#### Texte fourni:
-- -- --
Inoubliable Jacqueline Bir dans un rôle taillé sur mesure au théâtre Le Public proposant "Conversations avec ma mère". On sourit, et le lendemain on s'interroge.
Lu dans:
Conversations avec ma mère, film de Santiago Carlos Ovés et Jordi Galcerán. Adaptation théâtrale de Jordi Galceran. Au théâtre Le Public. Mise en scène Pietro Pizzuti. Avec Jacqueline Bir et Alain Leempoel.
04 octobre 2014
La piqûre
"Le jour de l'enterrement de sa mère, C. a été piquée par une abeille. Il y avait beaucoup de monde dans la cour de la maison familiale. J'ai vu C. dans l'infini de ses quatre ans, être d'abord surprise par la douleur de la piqûre puis, juste avant de pleurer, chercher avidement des yeux, parmi tous ceux qui étaient là, celle qui la consolait depuis toujours, et arrêter brutalement cette recherche, ayant soudain tout compris de l'absence et de la mort. Cette scène, qui n'a duré que quelques secondes, est la plus poignante que j'aie jamais vue. Il y a une heure où, pour chacun de nous, la connaissance inconsolable entre dans notre âme et la déchire. C'est dans la lumière de cette heure-là, qu'elle soit déjà venue ou non, que nous devrions tous nous parler, nous aimer et même le plus possible rire ensemble."
Christian Bobin. Ressusciter
Lu dans :
Christian Bobin. Ressusciter. Gallimard. NRF. 2001.
02 octobre 2014
Nevermore
"Pétrifié par sa propre audace pour aborder la belle anglaise entr'aperçue entre deux cours, il lui bégaie une demande de rendez-vous. Son anglais trébuche, son français le rattrape. Elle sourit, condescendante, et l'éconduit gentiment: "Never, never". Et lui, ivre de bonheur: "Neuf heures, neuf heures et quart, parfait !"
L'apprentissage des langues passe par quelques désillusions amusantes. Qui n'a connu cela?"
Lu dans :
Dans le Kent et dans le temps. La noble bouffarde (blog).
-- -- --
#### Données enregistrées:
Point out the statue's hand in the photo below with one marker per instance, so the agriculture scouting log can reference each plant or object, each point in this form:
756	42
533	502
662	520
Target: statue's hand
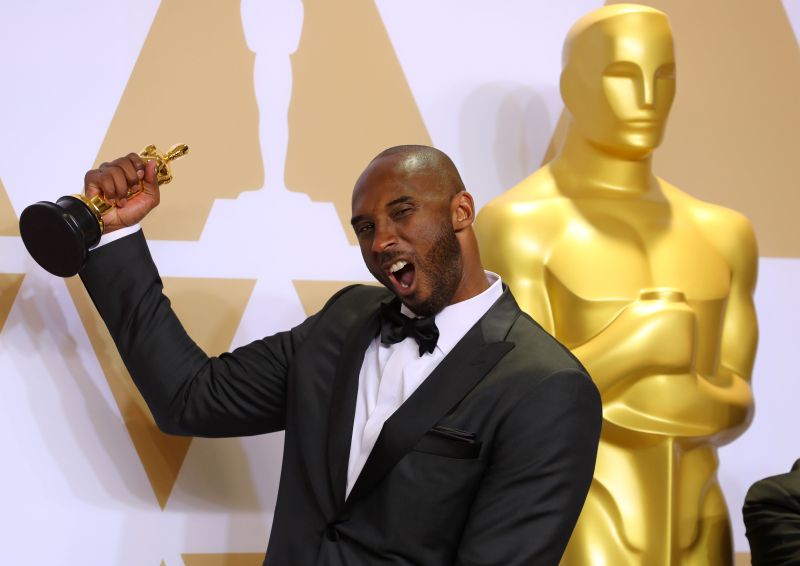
-- -- --
#### Travail à faire:
1 – Reproduisez le passage du texte fourni qui va de « 02 octobre 2014 » à « noble bouffarde (blog). ».
2 – D'après le texte fourni, par quel insecte C. a-t-elle été piquée le jour de l'enterrement de sa mère ?

#### Vos réponses écrites:
1 –
02 octobre 2014
Nevermore
"Pétrifié par sa propre audace pour aborder la belle anglaise entr'aperçue entre deux cours, il lui bégaie une demande de rendez-vous. Son anglais trébuche, son français le rattrape. Elle sourit, condescendante, et l'éconduit gentiment: "Never, never". Et lui, ivre de bonheur: "Neuf heures, neuf heures et quart, parfait !"
L'apprentissage des langues passe par quelques désillusions amusantes. Qui n'a connu cela?"
Lu dans :
Dans le Kent et dans le temps. La noble bouffarde (blog).

2 – Par une abeille.